== Extract to read

How to sample unique documents in a collection

Hi Team,

As part of sampling, if I have 10000 documents with different sampling of data. In order to find unique documents with their data type. How do I find it in compass or any MongoDB query available.

Example:

db.collection_001.drop();
db.createCollection(“collection_View_Aggregation_042”);
db.collection_001.insert(
{
   “_id” : 1,
   “item” : “”,
   “price” :
});

db.collection_001.insert(
{
   “_id” : ,
   “item” : “”,
   “price” : ,
   “quantity” :
});

db.collection_001.insert(
{
   “_id” : ,
   “item” : “”,
   “price” : ,
   “quantity” : ,
   “date” : ISODate(“2014-01-01T08:15:39.736Z”)
});

Increasing to 10000 documents ith different data type. In order to find unique documents from these collection is very difficult.

How do i fetch unique document name along with data type? Is any shortcut available?

w
Thanks & Regards,
Jay

To be precise, I have 1000 documents in 1 collection.
Document 1 - 10 different Field name (_id, name,dob, address,pin_code, Co-ordinates,etc.,)
Document 2 - Only 3 Field Name(_id, Name, Dob)

====
== Information supplied

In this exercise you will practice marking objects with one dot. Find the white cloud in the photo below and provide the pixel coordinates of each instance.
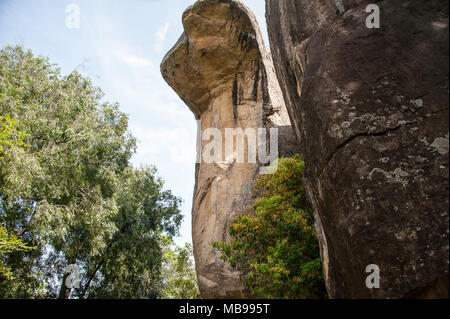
(135, 61)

====

● **Directions**:
**1)** Return, word for word, the part of the forum post on sampling unique documents that opens with the words containing "How to sample" and closes with "MongoDB query available.".
**2)** Translate into French the sentence "To be precise, I have 1000 documents in 1 collection." from the forum post on sampling unique documents.
**3)** Answer these questions on the forum post on sampling unique documents:
(a) What name is passed to db.createCollection?
(b) What ISODate value appears in the third inserted document?
(c) Which field names does the post list for Document 2?

● **Responses**:
**1)**
How to sample unique documents in a collection

Hi Team,

As part of sampling, if I have 10000 documents with different sampling of data. In order to find unique documents with their data type. How do I find it in compass or any MongoDB query available.

**2)** Pour être précis, j'ai 1000 documents dans 1 collection.

**3)**
(a) collection_View_Aggregation_042
(b) 2014-01-01T08:15:39.736Z
(c) _id, Name, Dob